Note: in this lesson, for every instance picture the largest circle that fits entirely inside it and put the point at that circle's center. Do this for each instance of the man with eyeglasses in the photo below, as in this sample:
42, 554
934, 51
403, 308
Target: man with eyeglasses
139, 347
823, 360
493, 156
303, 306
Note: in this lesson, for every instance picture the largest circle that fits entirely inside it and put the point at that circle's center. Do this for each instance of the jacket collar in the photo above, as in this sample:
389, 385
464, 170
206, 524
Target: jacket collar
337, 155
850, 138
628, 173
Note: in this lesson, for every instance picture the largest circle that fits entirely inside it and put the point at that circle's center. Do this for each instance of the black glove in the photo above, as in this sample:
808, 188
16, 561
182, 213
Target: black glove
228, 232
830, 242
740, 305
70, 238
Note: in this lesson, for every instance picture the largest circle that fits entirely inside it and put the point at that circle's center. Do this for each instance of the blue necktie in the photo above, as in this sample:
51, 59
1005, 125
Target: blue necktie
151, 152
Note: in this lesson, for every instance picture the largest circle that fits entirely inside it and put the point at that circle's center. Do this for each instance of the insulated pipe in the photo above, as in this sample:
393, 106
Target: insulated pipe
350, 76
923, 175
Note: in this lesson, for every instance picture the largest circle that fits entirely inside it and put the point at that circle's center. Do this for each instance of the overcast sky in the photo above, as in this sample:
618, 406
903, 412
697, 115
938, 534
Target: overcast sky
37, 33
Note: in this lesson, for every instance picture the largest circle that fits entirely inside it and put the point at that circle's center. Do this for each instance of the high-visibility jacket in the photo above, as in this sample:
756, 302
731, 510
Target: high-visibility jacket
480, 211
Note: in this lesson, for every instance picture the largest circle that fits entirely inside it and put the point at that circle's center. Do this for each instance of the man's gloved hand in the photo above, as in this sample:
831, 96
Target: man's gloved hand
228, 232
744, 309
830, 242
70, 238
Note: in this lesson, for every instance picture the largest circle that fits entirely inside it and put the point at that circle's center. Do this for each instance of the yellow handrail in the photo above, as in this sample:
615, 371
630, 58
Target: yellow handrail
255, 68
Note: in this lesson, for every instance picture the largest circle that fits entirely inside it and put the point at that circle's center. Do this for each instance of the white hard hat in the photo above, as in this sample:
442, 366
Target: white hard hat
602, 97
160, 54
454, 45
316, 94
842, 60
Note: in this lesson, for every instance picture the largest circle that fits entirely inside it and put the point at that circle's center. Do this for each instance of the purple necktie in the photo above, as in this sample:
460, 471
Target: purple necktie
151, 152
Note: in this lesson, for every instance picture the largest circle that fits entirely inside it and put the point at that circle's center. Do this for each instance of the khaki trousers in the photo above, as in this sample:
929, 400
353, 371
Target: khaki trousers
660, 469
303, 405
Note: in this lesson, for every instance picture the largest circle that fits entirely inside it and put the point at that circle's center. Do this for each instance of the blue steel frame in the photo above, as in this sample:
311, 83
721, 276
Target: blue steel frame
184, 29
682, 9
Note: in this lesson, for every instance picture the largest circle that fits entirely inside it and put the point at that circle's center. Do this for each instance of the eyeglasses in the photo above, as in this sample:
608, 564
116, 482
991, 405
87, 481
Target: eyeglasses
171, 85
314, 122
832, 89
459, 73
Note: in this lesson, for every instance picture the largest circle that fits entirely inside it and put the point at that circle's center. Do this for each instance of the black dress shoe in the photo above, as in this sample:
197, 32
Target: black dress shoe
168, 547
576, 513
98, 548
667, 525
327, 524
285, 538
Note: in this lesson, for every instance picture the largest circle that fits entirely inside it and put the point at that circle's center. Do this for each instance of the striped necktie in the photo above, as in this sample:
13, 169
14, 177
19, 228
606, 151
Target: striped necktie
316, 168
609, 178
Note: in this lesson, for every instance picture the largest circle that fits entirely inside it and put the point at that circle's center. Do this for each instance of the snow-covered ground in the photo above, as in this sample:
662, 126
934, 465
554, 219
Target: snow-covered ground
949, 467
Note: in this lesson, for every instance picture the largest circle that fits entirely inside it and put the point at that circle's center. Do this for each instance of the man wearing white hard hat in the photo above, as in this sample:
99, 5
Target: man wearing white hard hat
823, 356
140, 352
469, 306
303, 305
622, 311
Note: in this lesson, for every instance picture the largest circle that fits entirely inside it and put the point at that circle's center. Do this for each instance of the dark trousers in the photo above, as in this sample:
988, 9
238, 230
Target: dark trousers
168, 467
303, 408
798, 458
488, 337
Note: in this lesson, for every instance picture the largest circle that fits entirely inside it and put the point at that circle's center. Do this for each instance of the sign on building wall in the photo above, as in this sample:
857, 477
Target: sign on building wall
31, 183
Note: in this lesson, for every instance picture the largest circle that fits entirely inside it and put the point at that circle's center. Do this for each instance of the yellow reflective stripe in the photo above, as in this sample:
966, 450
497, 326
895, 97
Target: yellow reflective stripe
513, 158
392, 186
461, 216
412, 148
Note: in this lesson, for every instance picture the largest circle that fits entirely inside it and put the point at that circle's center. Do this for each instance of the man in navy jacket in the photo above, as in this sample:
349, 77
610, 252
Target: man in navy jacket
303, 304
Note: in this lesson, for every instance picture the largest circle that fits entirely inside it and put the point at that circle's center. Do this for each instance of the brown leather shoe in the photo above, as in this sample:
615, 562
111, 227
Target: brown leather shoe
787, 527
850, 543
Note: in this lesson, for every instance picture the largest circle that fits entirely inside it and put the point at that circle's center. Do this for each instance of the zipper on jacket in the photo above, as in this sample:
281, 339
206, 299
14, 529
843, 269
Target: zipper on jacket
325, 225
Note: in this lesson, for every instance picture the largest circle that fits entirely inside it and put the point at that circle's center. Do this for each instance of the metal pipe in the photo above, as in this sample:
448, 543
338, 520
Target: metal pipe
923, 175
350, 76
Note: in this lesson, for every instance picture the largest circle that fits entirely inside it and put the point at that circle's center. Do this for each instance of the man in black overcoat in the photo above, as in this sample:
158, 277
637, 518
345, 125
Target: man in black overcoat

▬▬▬

▸ **JOB**: Scale the records above, from the line containing "of the metal" through the end of the records. Rewrite every one of those lines, including the requests, but multiply each answer coordinate by 0.55 and round it to a whole number, with halves rounding up. Leave the sample coordinates in the requests as they are.

▸ **COMPLETE OUTPUT**:
Note: in this lesson, for every instance picture the largest circle that fits entirely inside it and put the point at that circle's center. Do this for each instance of the metal pipe in the photo above, as in this sample:
448, 543
338, 520
Target: metal pipe
508, 96
193, 42
Note: in this lesson, for every instance picture the largest circle that fits entirely inside it and put the point at that circle's center. Do this for each instance of the man in black overcoat in the photo above, as in this sample:
158, 277
637, 518
345, 125
Target: man in black overcoat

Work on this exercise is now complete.